━━━ Text excerpt

Originally published as Genetics Published Articles Ahead of Print on June 24, 2008.

Genetics, Vol. 179, 1785-1793, August 2008, Copyright © 2008
doi:10.1534/genetics.108.087072

Cytotype Regulation of P Transposable Elements in Drosophila melanogaster: Repressor Polypeptides or piRNAs?

Department of Genetics, Cell Biology, and Development, University of Minnesota, St. Paul, Minnesota 55108-1095

1 Corresponding author: Department of Genetics, Cell Biology, and Development, 250 BioScience Center, University of Minnesota, 1445 Gortner Ave., St. Paul, MN 55108-1095.

━━━━━━

Work order A —
Summarize the article header on cytotype regulation of P transposable elements in two sentences.
Work order B —
Extend the article header on cytotype regulation of P transposable elements, starting after the corresponding author's address.

━━━ Dataset records

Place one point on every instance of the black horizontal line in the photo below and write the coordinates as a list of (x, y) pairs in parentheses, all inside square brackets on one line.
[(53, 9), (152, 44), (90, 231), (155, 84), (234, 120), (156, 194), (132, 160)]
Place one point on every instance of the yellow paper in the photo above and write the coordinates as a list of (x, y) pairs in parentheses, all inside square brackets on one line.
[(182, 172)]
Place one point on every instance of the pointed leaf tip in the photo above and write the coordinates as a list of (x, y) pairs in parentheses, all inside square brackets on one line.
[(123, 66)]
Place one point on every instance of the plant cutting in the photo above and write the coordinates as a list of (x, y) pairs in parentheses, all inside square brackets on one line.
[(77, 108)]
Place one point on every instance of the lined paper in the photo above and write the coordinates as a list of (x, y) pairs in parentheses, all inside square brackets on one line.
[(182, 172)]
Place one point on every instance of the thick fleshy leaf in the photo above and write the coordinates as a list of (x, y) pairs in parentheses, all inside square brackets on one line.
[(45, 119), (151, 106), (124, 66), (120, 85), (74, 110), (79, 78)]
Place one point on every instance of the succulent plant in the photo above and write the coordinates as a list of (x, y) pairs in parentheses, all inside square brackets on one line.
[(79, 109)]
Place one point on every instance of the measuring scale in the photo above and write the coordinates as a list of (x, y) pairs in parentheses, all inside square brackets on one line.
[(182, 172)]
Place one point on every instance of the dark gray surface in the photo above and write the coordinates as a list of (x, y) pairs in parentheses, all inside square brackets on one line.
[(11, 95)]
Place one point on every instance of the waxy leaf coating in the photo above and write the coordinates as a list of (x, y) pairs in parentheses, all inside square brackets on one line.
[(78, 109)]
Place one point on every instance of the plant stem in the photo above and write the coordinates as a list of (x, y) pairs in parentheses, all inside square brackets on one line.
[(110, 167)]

━━━━━━
━━━ Dataset records

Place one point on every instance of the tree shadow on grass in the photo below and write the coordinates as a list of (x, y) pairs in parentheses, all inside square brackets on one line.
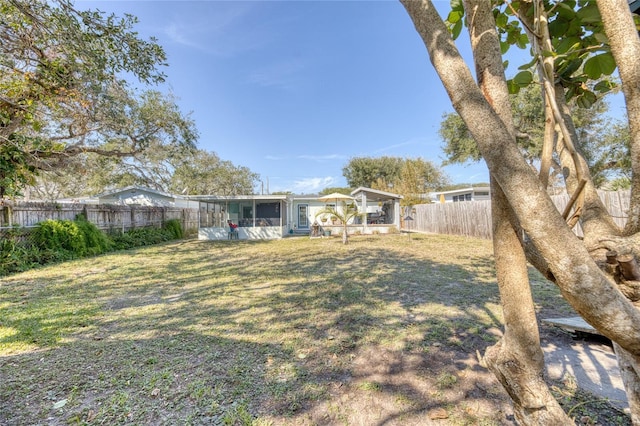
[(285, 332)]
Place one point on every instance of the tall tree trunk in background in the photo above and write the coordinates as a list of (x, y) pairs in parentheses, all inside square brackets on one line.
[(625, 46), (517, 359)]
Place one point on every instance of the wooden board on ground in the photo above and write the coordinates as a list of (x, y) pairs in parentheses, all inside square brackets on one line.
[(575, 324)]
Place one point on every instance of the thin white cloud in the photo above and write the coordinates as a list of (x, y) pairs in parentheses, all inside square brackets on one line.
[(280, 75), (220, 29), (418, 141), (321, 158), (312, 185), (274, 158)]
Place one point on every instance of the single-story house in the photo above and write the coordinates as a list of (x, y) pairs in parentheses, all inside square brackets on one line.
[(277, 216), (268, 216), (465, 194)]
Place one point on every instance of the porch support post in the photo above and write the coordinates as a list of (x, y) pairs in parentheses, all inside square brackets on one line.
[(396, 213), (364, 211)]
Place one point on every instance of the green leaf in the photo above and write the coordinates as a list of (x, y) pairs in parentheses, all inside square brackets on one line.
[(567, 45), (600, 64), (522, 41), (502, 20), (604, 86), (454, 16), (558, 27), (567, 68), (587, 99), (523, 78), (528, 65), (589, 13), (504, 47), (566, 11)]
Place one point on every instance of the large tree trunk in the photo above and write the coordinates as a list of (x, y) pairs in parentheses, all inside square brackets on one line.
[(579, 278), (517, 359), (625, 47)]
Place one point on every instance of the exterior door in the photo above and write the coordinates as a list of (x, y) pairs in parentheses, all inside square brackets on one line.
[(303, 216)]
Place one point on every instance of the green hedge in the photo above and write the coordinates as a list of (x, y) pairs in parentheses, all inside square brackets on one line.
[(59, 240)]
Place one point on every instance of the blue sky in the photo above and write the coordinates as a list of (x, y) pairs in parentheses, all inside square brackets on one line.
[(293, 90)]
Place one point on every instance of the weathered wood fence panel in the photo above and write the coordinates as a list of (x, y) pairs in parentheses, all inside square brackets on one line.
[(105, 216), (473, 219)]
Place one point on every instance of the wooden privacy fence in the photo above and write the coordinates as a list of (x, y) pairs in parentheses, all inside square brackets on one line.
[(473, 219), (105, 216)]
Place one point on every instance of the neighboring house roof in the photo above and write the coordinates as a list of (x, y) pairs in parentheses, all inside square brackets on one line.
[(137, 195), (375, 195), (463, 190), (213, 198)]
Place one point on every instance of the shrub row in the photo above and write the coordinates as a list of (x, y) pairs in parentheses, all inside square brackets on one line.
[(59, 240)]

━━━━━━
━━━ Dataset records

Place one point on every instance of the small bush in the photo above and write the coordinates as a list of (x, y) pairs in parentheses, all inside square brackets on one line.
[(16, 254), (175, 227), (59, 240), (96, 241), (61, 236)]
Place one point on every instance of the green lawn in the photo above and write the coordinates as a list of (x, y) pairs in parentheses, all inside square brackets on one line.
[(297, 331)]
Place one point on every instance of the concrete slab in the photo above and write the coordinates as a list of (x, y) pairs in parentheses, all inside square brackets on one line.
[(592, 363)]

━━━━━━

Answer box A —
The article "Cytotype Regulation of P Transposable Elements in Drosophila melanogaster: Repressor Polypeptides or piRNAs?" appeared in Genetics, Vol. 179, pages 1785-1793, in August 2008, after first being published ahead of print on June 24, 2008. It comes from the Department of Genetics, Cell Biology, and Development at the University of Minnesota in St. Paul, Minnesota.

Answer box B —
E-mail: simmo004{at}umn.edu

The telomeric P elements TP5 and TP6 are associated with the P cytotype, a maternally inherited condition that represses P-element-induced hybrid dysgenesis in the Drosophila germ line. To see if cytotype repression by TP5 and TP6 might be mediated by the polypeptides they could encode, hobo transgenes carrying these elements were tested for expression of mRNA in the female germ line and for repression of hybrid dysgenesis. The TP5 and TP6 transgenes expressed more germ-line mRNA than the native telomeric P elements, but they were decidedly inferior to the native elements in their ability to repress hybrid dysgenesis. These paradoxical results are inconsistent with the repressor polypeptide model of cytotype. An alternative model based on the destruction of P transposase mRNA by Piwi-interacting (pi) RNAs was supported by finding reduced P mRNA levels in flies that carried the native telomeric P elements, which are inserted in a known major piRNA locus.